> [Assigned task]
Omit all pictures, then retype the data exactly as given.

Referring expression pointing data
☆ ☆ ☆ ☆ ☆

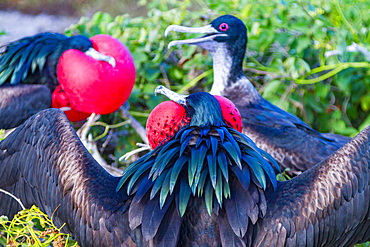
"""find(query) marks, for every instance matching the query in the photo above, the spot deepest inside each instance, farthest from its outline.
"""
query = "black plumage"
(19, 102)
(288, 139)
(34, 59)
(44, 163)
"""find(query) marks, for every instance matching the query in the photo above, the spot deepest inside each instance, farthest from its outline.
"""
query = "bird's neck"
(228, 72)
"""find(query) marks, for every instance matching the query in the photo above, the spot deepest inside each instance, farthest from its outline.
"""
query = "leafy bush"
(31, 227)
(286, 58)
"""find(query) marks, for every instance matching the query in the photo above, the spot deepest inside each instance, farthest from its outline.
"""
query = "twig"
(357, 48)
(305, 116)
(91, 146)
(14, 197)
(123, 111)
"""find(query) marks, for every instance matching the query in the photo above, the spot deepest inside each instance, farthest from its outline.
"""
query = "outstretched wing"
(26, 57)
(288, 139)
(18, 103)
(326, 205)
(44, 163)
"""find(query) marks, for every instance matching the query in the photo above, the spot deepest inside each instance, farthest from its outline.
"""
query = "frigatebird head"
(198, 109)
(224, 29)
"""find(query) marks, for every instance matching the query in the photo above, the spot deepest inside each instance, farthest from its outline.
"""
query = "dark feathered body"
(292, 142)
(288, 139)
(34, 60)
(19, 102)
(44, 163)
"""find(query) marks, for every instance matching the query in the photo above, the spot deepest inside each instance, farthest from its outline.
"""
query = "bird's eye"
(224, 27)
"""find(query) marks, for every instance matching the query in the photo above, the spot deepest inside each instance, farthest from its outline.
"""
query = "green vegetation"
(286, 58)
(31, 227)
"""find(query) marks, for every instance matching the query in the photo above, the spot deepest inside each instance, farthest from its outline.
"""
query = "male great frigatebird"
(288, 139)
(71, 68)
(206, 185)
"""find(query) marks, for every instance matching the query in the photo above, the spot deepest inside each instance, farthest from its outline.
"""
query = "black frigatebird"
(71, 68)
(292, 142)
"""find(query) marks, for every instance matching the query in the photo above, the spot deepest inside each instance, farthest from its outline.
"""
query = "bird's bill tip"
(91, 52)
(178, 98)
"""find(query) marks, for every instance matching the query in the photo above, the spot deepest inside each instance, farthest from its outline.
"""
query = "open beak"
(178, 98)
(211, 34)
(101, 57)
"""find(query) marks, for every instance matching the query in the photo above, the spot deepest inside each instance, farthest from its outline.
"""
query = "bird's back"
(288, 139)
(31, 60)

☆ ☆ ☆ ☆ ☆

> [Your solution]
"""find(query) marks, for every instance matching the query in the photo above, the spot deepest inside each instance, farthest from its outline.
"""
query = "black plumage"
(19, 102)
(288, 139)
(34, 59)
(44, 163)
"""find(query) marks, for every instance matching the query in the photo above, the spot deepest inside each instance, farthest from its outline.
"""
query = "bird's neck"
(228, 72)
"""find(query) marks, for every instance matching the query in the photo above, the spot deepest inside each instance, farthest from its outline.
"""
query = "leafy bush"
(31, 227)
(286, 58)
"""find(query) marks, for every instance matching the query in the photo above, the spot deepest inside each instance, farthest from its outline.
"""
query = "twig"
(357, 48)
(305, 116)
(91, 146)
(14, 197)
(123, 111)
"""find(query) marks, for every instance matching the query in the photo above, the spot deepest inside each instance, farthest from its outline.
"""
query = "outstretched wing"
(26, 57)
(288, 139)
(18, 103)
(326, 205)
(44, 163)
"""find(query) marks, for every instance matching the query in the photo above, the spot deepest inside each instance, farthest from its outline.
"""
query = "frigatebird head"
(198, 109)
(224, 29)
"""find(query) marks, for every instance matching the query in the photo above, the spot deepest inside each instance, farthest from its outline.
"""
query = "dark feathered body"
(292, 142)
(288, 139)
(34, 60)
(19, 102)
(44, 163)
"""find(query) marks, for every instance matching the query in the photo above, the spot deepest inside each instance, farthest from its outline.
"""
query = "bird's eye"
(224, 27)
"""find(query) marks, for every instance matching the query in the photo above, the spot deepest inside each instance, farthest from its outline.
"""
query = "green vegetation"
(286, 58)
(31, 227)
"""find(query) marks, for every instance matching the query in the photo above, the spot deepest inside each instance, farthest from its outline.
"""
query = "male great frigatebird"
(288, 139)
(71, 68)
(206, 185)
"""find(query) marks, for every instance matching the query in the photo above, the spot deepest inside each instance, farthest from its outline.
"""
query = "black frigatebird"
(71, 68)
(292, 142)
"""find(query) marks, for every instance matching the query in the photo above, the spot deepest inside each instance, farthest from its outline.
"""
query = "bird's bill tip"
(91, 52)
(178, 98)
"""find(query) marks, for every instance matching the query in the photo above, the spot deepest inside each instance, farthest from its outline.
"""
query = "open beak"
(178, 98)
(211, 34)
(101, 57)
"""find(query) marks, for every instance matching the query in the photo above, the spot deepest inside each instance, farthest from its outline.
"""
query = "bird's back"
(288, 139)
(31, 60)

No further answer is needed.